### PROBLEM TO SOLVE
Each record is to be reproduced verbatim.

▼

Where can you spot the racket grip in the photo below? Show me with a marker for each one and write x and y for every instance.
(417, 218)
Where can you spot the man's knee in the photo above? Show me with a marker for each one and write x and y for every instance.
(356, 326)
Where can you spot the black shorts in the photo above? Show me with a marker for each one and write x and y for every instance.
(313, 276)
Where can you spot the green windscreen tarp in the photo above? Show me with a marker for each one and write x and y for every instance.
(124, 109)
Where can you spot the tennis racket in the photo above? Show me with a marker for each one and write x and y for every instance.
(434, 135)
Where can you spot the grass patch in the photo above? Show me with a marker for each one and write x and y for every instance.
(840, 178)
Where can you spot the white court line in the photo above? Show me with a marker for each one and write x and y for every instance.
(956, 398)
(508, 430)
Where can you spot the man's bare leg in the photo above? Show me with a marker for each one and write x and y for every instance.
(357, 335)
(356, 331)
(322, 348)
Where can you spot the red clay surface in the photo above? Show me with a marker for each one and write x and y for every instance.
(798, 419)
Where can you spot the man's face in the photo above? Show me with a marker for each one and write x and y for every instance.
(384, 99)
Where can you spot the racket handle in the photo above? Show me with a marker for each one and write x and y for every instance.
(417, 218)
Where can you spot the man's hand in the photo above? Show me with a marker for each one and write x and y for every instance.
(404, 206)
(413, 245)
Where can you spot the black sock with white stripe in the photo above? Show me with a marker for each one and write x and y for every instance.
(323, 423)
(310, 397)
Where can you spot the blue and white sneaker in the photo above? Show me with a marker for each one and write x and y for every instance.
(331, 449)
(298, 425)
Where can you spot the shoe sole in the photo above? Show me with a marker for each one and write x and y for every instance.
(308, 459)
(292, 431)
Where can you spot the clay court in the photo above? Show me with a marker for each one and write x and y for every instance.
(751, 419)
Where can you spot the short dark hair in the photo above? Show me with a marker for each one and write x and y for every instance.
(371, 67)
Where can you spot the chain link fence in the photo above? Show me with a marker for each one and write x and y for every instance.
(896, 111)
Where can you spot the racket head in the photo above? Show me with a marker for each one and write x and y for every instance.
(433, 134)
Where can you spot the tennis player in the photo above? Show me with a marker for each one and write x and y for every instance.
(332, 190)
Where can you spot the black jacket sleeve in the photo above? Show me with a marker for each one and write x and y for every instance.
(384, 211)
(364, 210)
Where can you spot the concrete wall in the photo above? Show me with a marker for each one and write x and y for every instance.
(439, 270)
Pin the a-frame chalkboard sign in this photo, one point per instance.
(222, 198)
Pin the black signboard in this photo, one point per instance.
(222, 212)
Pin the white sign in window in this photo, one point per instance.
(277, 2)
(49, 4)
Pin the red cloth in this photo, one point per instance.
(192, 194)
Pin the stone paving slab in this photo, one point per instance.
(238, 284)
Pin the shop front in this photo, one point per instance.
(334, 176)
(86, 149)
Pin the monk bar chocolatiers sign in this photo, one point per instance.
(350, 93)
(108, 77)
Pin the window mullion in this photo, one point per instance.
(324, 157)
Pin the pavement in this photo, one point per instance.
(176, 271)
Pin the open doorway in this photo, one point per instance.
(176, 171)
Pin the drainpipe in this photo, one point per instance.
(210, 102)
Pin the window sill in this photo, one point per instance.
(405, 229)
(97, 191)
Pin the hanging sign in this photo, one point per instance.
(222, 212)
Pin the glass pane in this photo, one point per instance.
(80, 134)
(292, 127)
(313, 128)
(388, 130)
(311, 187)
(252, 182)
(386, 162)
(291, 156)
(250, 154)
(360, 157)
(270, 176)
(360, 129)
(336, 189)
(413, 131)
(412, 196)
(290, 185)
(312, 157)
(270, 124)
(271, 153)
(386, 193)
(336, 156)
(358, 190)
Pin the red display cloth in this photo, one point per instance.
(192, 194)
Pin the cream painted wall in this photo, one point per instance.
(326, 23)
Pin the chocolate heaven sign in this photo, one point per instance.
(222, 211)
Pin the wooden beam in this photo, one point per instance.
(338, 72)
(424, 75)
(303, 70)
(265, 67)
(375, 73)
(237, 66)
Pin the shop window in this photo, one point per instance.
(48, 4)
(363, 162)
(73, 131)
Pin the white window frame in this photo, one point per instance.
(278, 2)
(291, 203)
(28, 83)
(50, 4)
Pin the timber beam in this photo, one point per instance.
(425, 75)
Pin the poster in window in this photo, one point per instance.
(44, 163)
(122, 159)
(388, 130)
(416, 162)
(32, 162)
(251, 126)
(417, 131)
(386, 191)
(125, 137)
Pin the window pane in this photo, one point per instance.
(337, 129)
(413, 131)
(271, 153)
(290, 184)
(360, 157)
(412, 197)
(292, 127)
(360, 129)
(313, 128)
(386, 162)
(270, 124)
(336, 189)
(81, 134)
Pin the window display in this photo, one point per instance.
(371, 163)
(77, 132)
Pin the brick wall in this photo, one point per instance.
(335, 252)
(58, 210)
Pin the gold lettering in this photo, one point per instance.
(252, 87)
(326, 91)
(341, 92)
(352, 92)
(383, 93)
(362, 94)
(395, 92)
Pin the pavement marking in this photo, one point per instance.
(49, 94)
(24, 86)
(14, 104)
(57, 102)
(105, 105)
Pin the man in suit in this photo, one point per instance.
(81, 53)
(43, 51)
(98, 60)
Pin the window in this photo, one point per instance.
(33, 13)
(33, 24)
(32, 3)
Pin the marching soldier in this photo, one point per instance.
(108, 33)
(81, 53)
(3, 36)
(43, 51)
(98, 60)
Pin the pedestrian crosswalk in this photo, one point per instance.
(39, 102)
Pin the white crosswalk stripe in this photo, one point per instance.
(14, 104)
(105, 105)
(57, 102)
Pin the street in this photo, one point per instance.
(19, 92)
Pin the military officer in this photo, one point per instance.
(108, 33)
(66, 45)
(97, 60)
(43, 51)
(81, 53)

▲

### RESULT OF THE EXERCISE
Where can you spot the racket grip in the photo below? Show me with a marker for each one and write x and y for every instance.
(417, 218)
Where can you spot the man's knee in the photo above? Show me with a marker for each one and write x and y for every instance.
(356, 326)
Where can you spot the black shorts in the photo above? Show me with a marker for each one and write x and y for every instance.
(313, 276)
Where can you spot the green windscreen tarp in the photo above? Show me with a marker for each one and write x and y for every instance.
(124, 109)
Where can you spot the tennis racket in the photo above? Show me with a marker for each one and write x and y for every instance.
(434, 135)
Where can you spot the grass patch in the photo above? Show me with a marker for each one and write x and y for every instance.
(840, 178)
Where can you spot the white court line in the photo above? Show me with a marker for each one and write x and y for every instance.
(956, 398)
(508, 430)
Where can you spot the man's bare leg in the photo above? Show me with a marker for each one and write x and y for every instance.
(357, 335)
(356, 331)
(322, 348)
Where can you spot the red clay surface in the photo above? Show me with a marker for each one and write x and y for every instance.
(798, 419)
Where can you spot the man's face in the photo above? Show me with a marker for each one and write x and y for every instance.
(384, 99)
Where can you spot the racket handle in the photo above? Show me with a marker for each one and write x and y for every instance.
(417, 218)
Where can you spot the man's hand in the photo above? Show me with a marker for each one and write x and y for every instance.
(404, 206)
(413, 245)
Where can you spot the black sock with white stripe in the photo above? Show me with a marker for each one and write x and y for every instance.
(323, 423)
(310, 397)
Where can you spot the blue and white sneaker in the photo above? Show me with a marker for each one and write x and y for every instance.
(331, 449)
(298, 425)
Where can you spot the shoe sole in the photo above? Show me with a marker for each one and write x and y for every instance.
(308, 459)
(292, 431)
Where can you spot the clay court in the photo above? Show me with a marker for each one and write x and y for every instance.
(751, 419)
Where can you spot the short dark hair in the photo above? Show me with a marker for each one and write x and y for every instance.
(371, 67)
Where can you spot the chain link fence in the photo above? Show me with a marker for each one and write x and y for every instance.
(896, 111)
Where can you spot the racket head in the photo above? Show me with a marker for each one and write x and y for every instance.
(433, 134)
Where can you spot the tennis player in the photo above? Show me with a marker for each one and write x and y for every instance.
(332, 190)
Where can you spot the black jacket sleeve in the photo above? Show me with a marker for each one and write x and y for every instance.
(384, 211)
(364, 210)
Where can you spot the concrete wall in the photo above? Show me with a marker for each one and write x and y for every instance.
(439, 270)
Pin the a-frame chalkboard sign in this photo, one point per instance.
(222, 198)
Pin the black signboard in this photo, one point per instance.
(222, 212)
Pin the white sign in window in this photo, one point per instance.
(277, 2)
(49, 4)
Pin the red cloth in this photo, one point per instance.
(192, 194)
Pin the stone paving slab in this photo, one point per instance.
(238, 284)
Pin the shop front in this photo, one point per instance.
(334, 176)
(86, 149)
Pin the monk bar chocolatiers sign in this photo, one point per instance.
(350, 93)
(108, 77)
Pin the window mullion in this photo, one point per instance.
(324, 157)
Pin the pavement in this photo, one point per instance.
(176, 271)
Pin the open doorway in this photo, one point per instance.
(176, 171)
Pin the drainpipe in this photo, one point per instance.
(210, 102)
Pin the window sill in this photo, one point per instance.
(405, 229)
(97, 191)
Pin the hanging sign in this photo, one point per instance.
(222, 212)
Pin the glass pane in this photo, one point per instance.
(80, 134)
(292, 127)
(313, 128)
(388, 130)
(311, 187)
(252, 182)
(386, 162)
(291, 156)
(250, 154)
(360, 157)
(270, 176)
(360, 129)
(336, 189)
(413, 131)
(412, 196)
(290, 185)
(312, 157)
(270, 124)
(271, 153)
(386, 193)
(336, 156)
(358, 190)
Pin the red display cloth in this photo, one point per instance.
(192, 194)
Pin the cream painted wall in this photo, one point per instance.
(326, 23)
Pin the chocolate heaven sign in this photo, one point per instance.
(222, 211)
Pin the wooden beam in this photo, one point per instance.
(338, 72)
(424, 75)
(303, 70)
(265, 67)
(375, 73)
(237, 66)
Pin the shop window in this photo, one point per instance.
(48, 4)
(363, 162)
(73, 131)
Pin the white window frame in this photo, one point per instance.
(278, 2)
(291, 203)
(28, 83)
(50, 4)
Pin the timber beam in this photo, one point per instance.
(425, 75)
Pin the poster in window in this photo, one point per instance.
(44, 163)
(122, 159)
(388, 130)
(416, 162)
(32, 162)
(251, 126)
(417, 131)
(386, 191)
(125, 137)
Pin the window pane in this photo, one point per instance.
(337, 129)
(413, 131)
(271, 153)
(290, 184)
(360, 157)
(412, 197)
(292, 127)
(360, 129)
(313, 128)
(386, 162)
(270, 124)
(336, 189)
(81, 134)
Pin the window display in this photo, one point per instance.
(371, 163)
(77, 132)
Pin the brick wall in this photo, one point per instance.
(335, 252)
(58, 210)
Pin the gold lettering in this photo, one point per instance.
(252, 87)
(326, 91)
(341, 92)
(352, 92)
(383, 93)
(362, 94)
(395, 92)
Pin the pavement marking in this photo, one point per instance.
(49, 94)
(24, 86)
(14, 104)
(57, 102)
(105, 105)
Pin the man in suit in this photo, one point per instance.
(81, 53)
(43, 51)
(98, 60)
Pin the window in this photo, one point per instance.
(33, 13)
(33, 24)
(32, 3)
Pin the marching soldier in this photo, one point per instance.
(108, 33)
(81, 53)
(3, 36)
(43, 51)
(98, 60)
Pin the pedestrian crosswalk in this photo, one point per instance.
(39, 102)
Pin the white crosswalk stripe in this photo, one point per instance.
(14, 104)
(105, 105)
(57, 102)
Pin the street in this photo, one point per instance.
(19, 92)
Pin the military officer in this photo, one point per instance.
(108, 33)
(66, 45)
(97, 60)
(43, 51)
(81, 53)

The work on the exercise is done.